Text to read

• Marchesk
    4.6k
    Take the example of pack hunters like wolves or lions. They form strategies of working together to bring down prey, or chase off competition. How do they form plans on the fly without some sort of beliefs about each other, their prey and different competitors?
  • Marchesk
    4.6k
    One other example. Hyenas go for the tentacles to disable their prey or enemies. Here is a video of a male lion surrounded by hyenas who keeps sitting down when warding off their attacks.

    That's hard to explain without positing that the lion believes the hyenas are wanting to go for it's balls.


    watch?v=a5V6gdu5ih8&t
  • Sam26
    2.7k
    Sorry, but I'm through responding, this is going nowhere but around in circles. Thanks for all of the responses.
  • path
    284
    Hello, everyone. Great theme.

    I checked out an excellent source mentioned earlier.

Bounding-box records
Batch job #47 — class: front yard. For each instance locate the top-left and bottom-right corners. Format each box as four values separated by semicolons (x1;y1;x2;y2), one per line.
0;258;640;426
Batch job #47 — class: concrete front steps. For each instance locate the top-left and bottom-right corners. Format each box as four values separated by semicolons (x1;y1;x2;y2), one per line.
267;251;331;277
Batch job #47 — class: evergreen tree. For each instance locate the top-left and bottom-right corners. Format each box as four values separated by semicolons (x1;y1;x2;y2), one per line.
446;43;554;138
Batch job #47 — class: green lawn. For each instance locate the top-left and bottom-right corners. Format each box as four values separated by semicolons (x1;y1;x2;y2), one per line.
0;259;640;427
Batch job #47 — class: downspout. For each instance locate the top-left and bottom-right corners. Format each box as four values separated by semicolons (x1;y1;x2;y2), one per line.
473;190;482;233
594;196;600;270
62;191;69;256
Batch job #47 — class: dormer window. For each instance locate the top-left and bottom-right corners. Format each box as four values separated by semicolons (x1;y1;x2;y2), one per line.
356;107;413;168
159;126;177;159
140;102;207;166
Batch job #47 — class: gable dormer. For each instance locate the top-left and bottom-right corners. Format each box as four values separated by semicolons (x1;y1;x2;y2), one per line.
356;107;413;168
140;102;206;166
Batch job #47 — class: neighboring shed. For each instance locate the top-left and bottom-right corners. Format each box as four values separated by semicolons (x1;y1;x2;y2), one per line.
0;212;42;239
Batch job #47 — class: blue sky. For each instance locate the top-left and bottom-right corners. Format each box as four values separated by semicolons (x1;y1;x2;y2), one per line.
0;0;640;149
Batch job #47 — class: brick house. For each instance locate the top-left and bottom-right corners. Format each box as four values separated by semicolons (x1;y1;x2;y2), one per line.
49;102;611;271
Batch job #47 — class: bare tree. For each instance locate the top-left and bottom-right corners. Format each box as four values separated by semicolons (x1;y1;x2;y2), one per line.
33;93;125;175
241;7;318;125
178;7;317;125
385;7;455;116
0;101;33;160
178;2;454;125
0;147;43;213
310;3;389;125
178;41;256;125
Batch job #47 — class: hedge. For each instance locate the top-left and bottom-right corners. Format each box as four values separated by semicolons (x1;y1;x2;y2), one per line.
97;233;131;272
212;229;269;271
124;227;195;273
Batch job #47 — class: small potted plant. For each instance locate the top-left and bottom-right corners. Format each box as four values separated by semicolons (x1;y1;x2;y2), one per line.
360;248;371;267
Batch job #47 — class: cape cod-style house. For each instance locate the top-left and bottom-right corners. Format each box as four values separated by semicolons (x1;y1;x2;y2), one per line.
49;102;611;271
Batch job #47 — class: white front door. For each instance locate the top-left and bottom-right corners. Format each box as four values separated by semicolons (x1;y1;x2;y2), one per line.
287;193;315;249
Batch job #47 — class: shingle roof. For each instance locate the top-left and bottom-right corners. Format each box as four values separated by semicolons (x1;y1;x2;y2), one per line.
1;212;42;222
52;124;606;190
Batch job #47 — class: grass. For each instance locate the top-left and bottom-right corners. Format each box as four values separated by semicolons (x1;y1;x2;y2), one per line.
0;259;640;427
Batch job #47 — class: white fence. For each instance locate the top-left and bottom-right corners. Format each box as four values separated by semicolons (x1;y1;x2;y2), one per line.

Exercise instructions
**A.** In the forum thread, which animals does Marchesk name as examples of pack hunters?
**B.** Quote the forum thread starting at "That's hard to" and ending at "of the responses.".

Outputs by task
**A.** Wolves and lions.

**B.**
That's hard to explain without positing that the lion believes the hyenas are wanting to go for it's balls.


    watch?v=a5V6gdu5ih8&t
  • Sam26
    2.7k
    Sorry, but I'm through responding, this is going nowhere but around in circles. Thanks for all of the responses.